Using the entries below, quote exactly the span of lines that begins with the line containing "Can you find the white sign" and ends with the final line.
........
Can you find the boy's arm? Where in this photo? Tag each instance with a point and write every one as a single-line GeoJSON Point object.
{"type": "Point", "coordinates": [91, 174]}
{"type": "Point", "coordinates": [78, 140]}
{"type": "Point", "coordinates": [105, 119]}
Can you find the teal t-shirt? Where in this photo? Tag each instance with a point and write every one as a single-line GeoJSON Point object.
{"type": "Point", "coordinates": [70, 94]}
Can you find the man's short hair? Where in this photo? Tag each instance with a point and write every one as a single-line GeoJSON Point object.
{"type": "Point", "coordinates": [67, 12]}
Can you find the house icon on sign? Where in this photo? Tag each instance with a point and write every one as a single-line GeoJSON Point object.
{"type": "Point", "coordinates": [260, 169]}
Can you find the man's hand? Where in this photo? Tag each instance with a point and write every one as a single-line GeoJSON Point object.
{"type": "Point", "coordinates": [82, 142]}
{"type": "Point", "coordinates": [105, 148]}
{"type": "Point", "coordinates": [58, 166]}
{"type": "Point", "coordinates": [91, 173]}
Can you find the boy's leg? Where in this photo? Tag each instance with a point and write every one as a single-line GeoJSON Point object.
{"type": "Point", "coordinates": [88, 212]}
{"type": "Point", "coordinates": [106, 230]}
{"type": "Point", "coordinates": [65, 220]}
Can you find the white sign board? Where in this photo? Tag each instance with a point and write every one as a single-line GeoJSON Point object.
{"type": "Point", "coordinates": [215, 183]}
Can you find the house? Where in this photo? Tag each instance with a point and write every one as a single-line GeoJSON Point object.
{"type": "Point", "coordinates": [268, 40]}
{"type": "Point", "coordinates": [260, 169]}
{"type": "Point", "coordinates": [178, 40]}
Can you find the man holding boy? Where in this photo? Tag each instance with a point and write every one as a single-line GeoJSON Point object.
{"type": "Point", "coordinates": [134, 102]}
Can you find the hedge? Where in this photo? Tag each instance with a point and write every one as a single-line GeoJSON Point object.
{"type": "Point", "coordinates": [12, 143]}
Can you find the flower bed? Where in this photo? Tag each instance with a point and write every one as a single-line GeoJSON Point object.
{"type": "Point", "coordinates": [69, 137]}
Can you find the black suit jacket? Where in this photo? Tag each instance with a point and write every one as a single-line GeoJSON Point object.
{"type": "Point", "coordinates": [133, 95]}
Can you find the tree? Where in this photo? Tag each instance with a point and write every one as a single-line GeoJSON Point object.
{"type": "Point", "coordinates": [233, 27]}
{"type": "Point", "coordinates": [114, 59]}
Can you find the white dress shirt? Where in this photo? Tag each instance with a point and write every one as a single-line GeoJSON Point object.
........
EXERCISE RESULT:
Can you find the white sign board? Where in this photo? Tag each instance with a point and write every one as a single-line GeoJSON Point object.
{"type": "Point", "coordinates": [215, 183]}
Can you find the house? Where in this photo? Tag each instance with a point and write every one as a single-line GeoJSON Point object.
{"type": "Point", "coordinates": [268, 40]}
{"type": "Point", "coordinates": [260, 169]}
{"type": "Point", "coordinates": [178, 40]}
Can you find the man holding boy? Where in this photo? Tag each instance with a point and write every one as a single-line GeoJSON Point object.
{"type": "Point", "coordinates": [134, 102]}
Can you find the hedge? Where in this photo? Tag each instance with a point and write every one as a single-line GeoJSON Point object.
{"type": "Point", "coordinates": [12, 143]}
Can you find the flower bed? Where in this photo? Tag each instance with a point and write every one as a single-line GeoJSON Point object.
{"type": "Point", "coordinates": [69, 137]}
Can you find the black suit jacket? Where in this photo? Tag each instance with a point and write every one as a single-line GeoJSON Point object.
{"type": "Point", "coordinates": [133, 95]}
Can you find the tree? Where in this photo? Tag each instance with a point and write every one as a single-line GeoJSON Point object.
{"type": "Point", "coordinates": [233, 27]}
{"type": "Point", "coordinates": [114, 59]}
Can you find the white dress shirt? Where in this photo? Tag each instance with a point and write every one as a single-line GeoJSON Point object.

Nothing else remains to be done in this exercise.